=== WHAT THIS TASK INVOLVES ===
The word "horizon" appears in some lines of the records below; state how many lines, and nothing else.

======== ENTRIES PROVIDED

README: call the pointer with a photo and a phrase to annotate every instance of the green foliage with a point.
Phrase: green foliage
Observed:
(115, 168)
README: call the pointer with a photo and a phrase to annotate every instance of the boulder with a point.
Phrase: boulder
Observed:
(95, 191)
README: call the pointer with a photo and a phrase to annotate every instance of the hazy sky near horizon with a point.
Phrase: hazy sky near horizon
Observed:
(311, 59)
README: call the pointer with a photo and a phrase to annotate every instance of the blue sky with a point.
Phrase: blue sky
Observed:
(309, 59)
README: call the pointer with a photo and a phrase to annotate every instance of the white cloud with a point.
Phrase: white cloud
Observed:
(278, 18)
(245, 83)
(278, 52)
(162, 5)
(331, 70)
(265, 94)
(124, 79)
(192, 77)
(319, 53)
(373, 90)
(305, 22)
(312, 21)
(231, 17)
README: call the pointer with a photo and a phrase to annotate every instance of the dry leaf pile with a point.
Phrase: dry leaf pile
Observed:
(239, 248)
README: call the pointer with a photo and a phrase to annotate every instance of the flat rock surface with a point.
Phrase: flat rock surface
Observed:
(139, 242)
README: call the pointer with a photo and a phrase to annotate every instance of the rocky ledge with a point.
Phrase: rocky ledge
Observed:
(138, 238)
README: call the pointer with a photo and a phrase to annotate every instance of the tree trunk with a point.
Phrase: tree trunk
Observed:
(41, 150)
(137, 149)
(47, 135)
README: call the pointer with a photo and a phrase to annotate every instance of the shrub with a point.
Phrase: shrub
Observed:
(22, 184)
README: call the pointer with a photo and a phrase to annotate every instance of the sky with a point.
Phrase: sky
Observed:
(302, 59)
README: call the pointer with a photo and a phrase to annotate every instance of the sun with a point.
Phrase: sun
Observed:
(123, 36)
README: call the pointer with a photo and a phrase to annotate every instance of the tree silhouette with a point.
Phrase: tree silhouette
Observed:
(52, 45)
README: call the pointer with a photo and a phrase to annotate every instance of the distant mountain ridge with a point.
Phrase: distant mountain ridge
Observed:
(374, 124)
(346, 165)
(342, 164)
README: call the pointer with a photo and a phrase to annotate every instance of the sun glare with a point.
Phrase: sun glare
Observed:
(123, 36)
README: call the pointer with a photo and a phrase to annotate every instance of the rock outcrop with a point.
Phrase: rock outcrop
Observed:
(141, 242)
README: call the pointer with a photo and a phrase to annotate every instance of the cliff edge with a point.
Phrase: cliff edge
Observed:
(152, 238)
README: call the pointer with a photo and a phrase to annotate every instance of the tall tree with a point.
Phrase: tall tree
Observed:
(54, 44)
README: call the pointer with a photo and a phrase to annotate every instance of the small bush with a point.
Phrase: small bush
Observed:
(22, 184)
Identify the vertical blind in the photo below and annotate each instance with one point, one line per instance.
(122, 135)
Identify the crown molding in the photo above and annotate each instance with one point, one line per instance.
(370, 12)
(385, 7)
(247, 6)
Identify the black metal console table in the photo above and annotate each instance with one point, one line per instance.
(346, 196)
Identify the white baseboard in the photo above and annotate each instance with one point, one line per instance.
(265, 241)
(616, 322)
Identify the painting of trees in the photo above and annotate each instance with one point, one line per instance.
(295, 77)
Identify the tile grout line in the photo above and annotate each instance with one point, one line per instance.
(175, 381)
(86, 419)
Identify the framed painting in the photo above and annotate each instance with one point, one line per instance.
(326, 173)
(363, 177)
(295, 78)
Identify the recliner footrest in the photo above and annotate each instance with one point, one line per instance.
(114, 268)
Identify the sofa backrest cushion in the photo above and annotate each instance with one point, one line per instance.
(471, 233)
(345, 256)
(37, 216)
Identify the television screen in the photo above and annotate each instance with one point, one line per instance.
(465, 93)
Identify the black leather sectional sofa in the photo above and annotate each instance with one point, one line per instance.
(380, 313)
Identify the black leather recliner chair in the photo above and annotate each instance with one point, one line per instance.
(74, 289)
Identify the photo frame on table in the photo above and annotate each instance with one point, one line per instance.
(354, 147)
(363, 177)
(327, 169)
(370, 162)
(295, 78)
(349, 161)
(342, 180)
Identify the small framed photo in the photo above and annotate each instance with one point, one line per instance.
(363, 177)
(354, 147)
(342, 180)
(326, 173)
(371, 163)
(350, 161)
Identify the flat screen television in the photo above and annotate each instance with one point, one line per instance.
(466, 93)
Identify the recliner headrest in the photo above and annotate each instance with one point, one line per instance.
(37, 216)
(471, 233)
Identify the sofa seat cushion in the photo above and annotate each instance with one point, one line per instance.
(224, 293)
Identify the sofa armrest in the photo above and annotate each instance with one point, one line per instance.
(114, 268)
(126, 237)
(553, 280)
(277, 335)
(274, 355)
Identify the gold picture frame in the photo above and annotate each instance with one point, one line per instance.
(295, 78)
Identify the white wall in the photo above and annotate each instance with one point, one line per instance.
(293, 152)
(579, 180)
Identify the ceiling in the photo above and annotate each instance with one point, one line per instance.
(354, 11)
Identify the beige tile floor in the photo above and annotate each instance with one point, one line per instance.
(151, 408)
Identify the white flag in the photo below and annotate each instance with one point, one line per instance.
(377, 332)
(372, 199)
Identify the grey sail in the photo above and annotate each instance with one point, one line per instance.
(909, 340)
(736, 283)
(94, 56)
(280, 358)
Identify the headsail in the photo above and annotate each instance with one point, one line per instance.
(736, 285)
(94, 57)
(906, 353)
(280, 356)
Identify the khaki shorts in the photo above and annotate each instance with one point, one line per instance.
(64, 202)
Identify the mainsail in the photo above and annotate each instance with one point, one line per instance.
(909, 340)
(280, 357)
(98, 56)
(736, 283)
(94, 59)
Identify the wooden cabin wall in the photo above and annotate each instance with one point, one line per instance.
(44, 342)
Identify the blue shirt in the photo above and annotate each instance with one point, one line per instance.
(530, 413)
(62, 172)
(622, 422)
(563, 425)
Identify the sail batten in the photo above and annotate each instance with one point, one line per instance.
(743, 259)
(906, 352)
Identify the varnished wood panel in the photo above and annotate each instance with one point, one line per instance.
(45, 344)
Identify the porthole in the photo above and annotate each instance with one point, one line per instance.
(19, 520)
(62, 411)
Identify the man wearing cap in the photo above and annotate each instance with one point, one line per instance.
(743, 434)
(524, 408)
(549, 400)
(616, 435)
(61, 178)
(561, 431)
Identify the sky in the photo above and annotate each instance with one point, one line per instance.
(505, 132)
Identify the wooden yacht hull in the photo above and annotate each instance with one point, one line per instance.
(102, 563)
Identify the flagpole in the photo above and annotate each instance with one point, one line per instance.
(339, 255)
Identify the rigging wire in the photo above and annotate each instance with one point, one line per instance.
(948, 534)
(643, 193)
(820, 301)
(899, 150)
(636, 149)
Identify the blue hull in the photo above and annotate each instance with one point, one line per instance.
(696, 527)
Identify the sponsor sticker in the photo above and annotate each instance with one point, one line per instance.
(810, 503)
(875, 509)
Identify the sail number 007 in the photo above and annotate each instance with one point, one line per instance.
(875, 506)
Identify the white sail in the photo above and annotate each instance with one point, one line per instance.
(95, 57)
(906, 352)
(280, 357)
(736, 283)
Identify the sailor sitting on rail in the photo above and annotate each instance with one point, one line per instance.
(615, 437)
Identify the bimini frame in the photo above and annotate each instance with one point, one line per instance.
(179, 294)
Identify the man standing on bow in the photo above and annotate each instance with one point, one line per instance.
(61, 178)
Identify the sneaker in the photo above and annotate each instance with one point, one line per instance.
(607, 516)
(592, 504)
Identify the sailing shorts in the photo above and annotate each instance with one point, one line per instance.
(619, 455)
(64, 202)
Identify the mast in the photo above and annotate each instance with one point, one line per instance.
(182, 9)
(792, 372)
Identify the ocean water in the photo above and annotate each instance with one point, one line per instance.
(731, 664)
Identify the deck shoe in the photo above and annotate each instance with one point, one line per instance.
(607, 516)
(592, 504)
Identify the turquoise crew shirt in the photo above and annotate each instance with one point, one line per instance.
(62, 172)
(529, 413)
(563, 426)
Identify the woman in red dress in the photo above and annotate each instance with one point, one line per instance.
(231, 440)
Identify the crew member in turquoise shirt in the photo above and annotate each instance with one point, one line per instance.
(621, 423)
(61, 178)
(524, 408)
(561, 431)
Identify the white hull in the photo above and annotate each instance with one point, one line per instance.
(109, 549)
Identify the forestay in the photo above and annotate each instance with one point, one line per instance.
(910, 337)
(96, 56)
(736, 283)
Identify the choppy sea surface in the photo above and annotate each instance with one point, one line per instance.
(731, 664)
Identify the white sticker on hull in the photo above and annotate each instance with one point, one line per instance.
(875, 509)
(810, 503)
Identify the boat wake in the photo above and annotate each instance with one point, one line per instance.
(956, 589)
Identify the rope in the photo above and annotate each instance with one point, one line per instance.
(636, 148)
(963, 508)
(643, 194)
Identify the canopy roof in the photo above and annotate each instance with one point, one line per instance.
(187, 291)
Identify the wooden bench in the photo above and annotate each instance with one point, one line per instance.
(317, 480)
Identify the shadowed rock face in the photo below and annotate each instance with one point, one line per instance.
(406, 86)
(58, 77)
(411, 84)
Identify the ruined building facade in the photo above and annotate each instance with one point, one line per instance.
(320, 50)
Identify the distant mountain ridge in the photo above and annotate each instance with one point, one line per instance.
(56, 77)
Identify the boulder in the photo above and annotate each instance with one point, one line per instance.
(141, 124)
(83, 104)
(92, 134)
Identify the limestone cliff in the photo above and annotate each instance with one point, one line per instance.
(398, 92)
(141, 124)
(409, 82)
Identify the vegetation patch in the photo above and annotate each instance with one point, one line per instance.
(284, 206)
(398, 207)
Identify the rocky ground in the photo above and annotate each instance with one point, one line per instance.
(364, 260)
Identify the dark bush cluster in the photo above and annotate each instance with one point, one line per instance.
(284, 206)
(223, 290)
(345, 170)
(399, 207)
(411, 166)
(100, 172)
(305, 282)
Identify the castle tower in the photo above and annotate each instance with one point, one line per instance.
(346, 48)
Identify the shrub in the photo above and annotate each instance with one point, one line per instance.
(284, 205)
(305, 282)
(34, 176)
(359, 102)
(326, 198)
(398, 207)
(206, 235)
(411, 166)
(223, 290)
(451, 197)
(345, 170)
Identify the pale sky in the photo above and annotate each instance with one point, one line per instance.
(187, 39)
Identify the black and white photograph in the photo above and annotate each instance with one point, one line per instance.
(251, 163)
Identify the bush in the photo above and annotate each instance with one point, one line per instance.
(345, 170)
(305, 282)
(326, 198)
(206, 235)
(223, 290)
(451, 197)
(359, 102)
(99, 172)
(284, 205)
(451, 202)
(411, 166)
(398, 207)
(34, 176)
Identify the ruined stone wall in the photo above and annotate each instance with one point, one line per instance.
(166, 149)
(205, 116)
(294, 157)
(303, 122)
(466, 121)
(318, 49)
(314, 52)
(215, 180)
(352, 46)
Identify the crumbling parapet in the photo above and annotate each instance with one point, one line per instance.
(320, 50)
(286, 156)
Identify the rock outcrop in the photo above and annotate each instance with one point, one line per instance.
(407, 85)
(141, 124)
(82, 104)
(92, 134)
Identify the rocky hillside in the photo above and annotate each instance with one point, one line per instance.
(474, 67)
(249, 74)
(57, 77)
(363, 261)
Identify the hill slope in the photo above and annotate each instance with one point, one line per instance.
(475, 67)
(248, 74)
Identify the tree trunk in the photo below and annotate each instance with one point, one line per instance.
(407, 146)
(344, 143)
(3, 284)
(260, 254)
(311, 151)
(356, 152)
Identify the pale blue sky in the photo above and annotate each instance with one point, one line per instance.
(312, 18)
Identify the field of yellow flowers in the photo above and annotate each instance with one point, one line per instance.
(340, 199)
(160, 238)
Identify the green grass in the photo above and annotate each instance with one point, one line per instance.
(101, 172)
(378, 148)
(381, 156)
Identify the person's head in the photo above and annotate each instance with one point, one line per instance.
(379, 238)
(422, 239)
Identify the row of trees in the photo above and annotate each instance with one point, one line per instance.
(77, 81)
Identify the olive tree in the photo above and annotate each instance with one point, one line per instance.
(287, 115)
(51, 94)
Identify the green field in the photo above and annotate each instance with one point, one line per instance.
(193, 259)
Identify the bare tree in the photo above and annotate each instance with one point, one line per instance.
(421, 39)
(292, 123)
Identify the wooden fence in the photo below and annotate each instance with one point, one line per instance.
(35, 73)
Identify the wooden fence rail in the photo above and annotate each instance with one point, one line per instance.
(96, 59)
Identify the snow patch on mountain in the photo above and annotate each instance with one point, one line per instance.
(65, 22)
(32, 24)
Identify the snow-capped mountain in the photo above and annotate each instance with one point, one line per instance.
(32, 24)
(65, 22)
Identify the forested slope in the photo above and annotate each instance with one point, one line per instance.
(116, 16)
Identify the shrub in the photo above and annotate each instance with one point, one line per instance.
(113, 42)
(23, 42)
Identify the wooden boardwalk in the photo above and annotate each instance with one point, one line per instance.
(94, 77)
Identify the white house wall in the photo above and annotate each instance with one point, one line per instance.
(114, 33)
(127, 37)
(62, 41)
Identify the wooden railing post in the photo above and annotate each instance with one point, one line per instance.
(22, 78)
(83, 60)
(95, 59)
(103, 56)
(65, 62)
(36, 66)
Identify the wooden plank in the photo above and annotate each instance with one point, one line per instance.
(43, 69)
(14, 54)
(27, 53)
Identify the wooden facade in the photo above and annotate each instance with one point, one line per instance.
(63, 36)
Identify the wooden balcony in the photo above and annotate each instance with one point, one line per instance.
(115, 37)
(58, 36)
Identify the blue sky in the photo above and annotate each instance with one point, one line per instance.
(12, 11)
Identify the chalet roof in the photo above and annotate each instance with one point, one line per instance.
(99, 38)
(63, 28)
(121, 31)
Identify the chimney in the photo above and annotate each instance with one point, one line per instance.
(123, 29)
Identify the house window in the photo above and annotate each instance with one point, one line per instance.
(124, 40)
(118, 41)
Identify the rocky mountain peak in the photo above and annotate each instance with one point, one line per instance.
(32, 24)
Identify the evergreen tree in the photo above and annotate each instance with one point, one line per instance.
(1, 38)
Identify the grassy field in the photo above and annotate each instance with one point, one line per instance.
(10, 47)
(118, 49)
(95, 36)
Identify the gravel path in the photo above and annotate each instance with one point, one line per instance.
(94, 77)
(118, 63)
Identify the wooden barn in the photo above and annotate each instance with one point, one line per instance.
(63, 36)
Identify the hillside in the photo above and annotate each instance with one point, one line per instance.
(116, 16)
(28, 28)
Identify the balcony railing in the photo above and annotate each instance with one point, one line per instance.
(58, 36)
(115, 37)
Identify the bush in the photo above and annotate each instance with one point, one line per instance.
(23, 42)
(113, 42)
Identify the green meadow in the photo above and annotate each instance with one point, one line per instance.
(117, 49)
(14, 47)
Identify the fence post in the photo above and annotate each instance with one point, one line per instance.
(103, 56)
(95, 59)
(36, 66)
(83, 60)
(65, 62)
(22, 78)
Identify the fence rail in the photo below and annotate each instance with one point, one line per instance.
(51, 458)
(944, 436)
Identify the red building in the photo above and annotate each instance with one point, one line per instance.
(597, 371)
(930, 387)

================

=== EXERCISE OUTPUT ===
2